What needs to be done
Reproduce the records below with every "positive clicks" replaced by "foreground clicks", leaving all else unchanged, and omit the pictures from your answer.

┌──

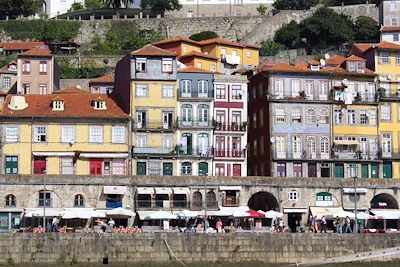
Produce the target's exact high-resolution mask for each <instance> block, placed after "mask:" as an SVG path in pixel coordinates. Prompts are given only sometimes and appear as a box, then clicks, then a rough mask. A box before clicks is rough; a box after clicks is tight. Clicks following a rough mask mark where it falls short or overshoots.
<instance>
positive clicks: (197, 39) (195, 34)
mask: <svg viewBox="0 0 400 267" xmlns="http://www.w3.org/2000/svg"><path fill="white" fill-rule="evenodd" d="M218 37H219V36H218V34H216V33H215V32H212V31H204V32H199V33H196V34H193V35H191V36H190V37H189V39H192V40H193V41H203V40H208V39H213V38H218Z"/></svg>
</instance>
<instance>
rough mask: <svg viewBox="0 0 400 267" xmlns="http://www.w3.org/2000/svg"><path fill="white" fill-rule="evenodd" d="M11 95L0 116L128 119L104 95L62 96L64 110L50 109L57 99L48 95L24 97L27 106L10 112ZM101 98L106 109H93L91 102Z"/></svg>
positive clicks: (67, 94)
mask: <svg viewBox="0 0 400 267" xmlns="http://www.w3.org/2000/svg"><path fill="white" fill-rule="evenodd" d="M12 96H13V95H8V96H7V97H6V99H5V101H4V105H3V109H2V111H1V114H0V115H1V116H7V117H63V118H128V114H126V113H124V112H123V110H122V109H121V108H120V107H119V106H118V105H117V103H116V102H115V101H114V100H113V99H111V98H110V97H108V96H106V95H100V94H91V93H78V94H73V93H70V94H64V95H63V96H62V99H63V100H64V110H63V111H55V110H53V109H52V101H53V100H54V99H55V98H56V97H57V96H55V95H54V94H48V95H25V96H24V97H25V101H26V103H27V104H28V107H26V108H25V109H23V110H12V109H10V108H9V107H8V104H9V103H10V101H11V97H12ZM99 96H101V97H102V100H104V101H105V102H106V107H107V109H104V110H103V109H101V110H96V109H93V106H92V101H93V100H95V99H96V98H98V97H99Z"/></svg>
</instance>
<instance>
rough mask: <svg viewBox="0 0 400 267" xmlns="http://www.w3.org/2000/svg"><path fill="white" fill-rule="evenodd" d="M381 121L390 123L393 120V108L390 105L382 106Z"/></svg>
mask: <svg viewBox="0 0 400 267" xmlns="http://www.w3.org/2000/svg"><path fill="white" fill-rule="evenodd" d="M380 108H381V120H382V121H390V120H391V113H392V112H391V108H390V104H381V105H380Z"/></svg>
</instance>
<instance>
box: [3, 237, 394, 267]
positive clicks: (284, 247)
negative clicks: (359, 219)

└──

Output below
Produce the target's exact high-resolution mask for each <instance> block, placed after "mask:" as an SVG path in pixel coordinates. Prompts are given only sometimes and appear as a box, then clicks, then a rough mask. A box before clicks is rough; a box after clicks is tight. Clicks following a rough mask mark where it falls short or overshoots.
<instance>
foreground clicks: (197, 39) (195, 34)
mask: <svg viewBox="0 0 400 267" xmlns="http://www.w3.org/2000/svg"><path fill="white" fill-rule="evenodd" d="M218 37H219V36H218V34H216V33H215V32H212V31H204V32H199V33H196V34H193V35H191V36H190V37H189V39H192V40H193V41H203V40H208V39H213V38H218Z"/></svg>
</instance>
<instance>
rough mask: <svg viewBox="0 0 400 267" xmlns="http://www.w3.org/2000/svg"><path fill="white" fill-rule="evenodd" d="M11 95L0 116L128 119L104 95L62 96L64 110L50 109L57 99L48 95L24 97L27 106L10 112ZM101 98L106 109H93L91 102Z"/></svg>
foreground clicks: (67, 94)
mask: <svg viewBox="0 0 400 267" xmlns="http://www.w3.org/2000/svg"><path fill="white" fill-rule="evenodd" d="M12 96H13V95H8V96H7V97H6V99H5V101H4V105H3V109H2V111H1V114H0V115H1V116H7V117H63V118H128V114H126V113H124V112H123V110H122V109H121V108H120V107H119V106H118V105H117V103H116V102H115V101H114V100H113V99H111V98H110V97H108V96H106V95H100V94H91V93H78V94H73V93H70V94H64V95H63V96H62V99H63V100H64V110H63V111H55V110H53V109H52V101H53V100H54V99H55V98H56V97H57V96H55V95H54V94H48V95H25V96H24V97H25V101H26V103H27V104H28V107H26V108H25V109H23V110H12V109H10V108H9V107H8V104H9V103H10V101H11V97H12ZM99 96H101V97H102V100H104V101H105V102H106V107H107V109H104V110H103V109H101V110H96V109H93V106H92V101H93V100H95V99H96V98H98V97H99Z"/></svg>
</instance>
<instance>
rough mask: <svg viewBox="0 0 400 267" xmlns="http://www.w3.org/2000/svg"><path fill="white" fill-rule="evenodd" d="M381 121L390 123L393 120V108L390 105L382 106Z"/></svg>
mask: <svg viewBox="0 0 400 267" xmlns="http://www.w3.org/2000/svg"><path fill="white" fill-rule="evenodd" d="M380 108H381V120H382V121H390V120H391V113H392V112H391V108H390V104H381V105H380Z"/></svg>
</instance>
<instance>
box: [3, 237, 394, 267]
foreground clicks: (284, 247)
negative clicks: (359, 219)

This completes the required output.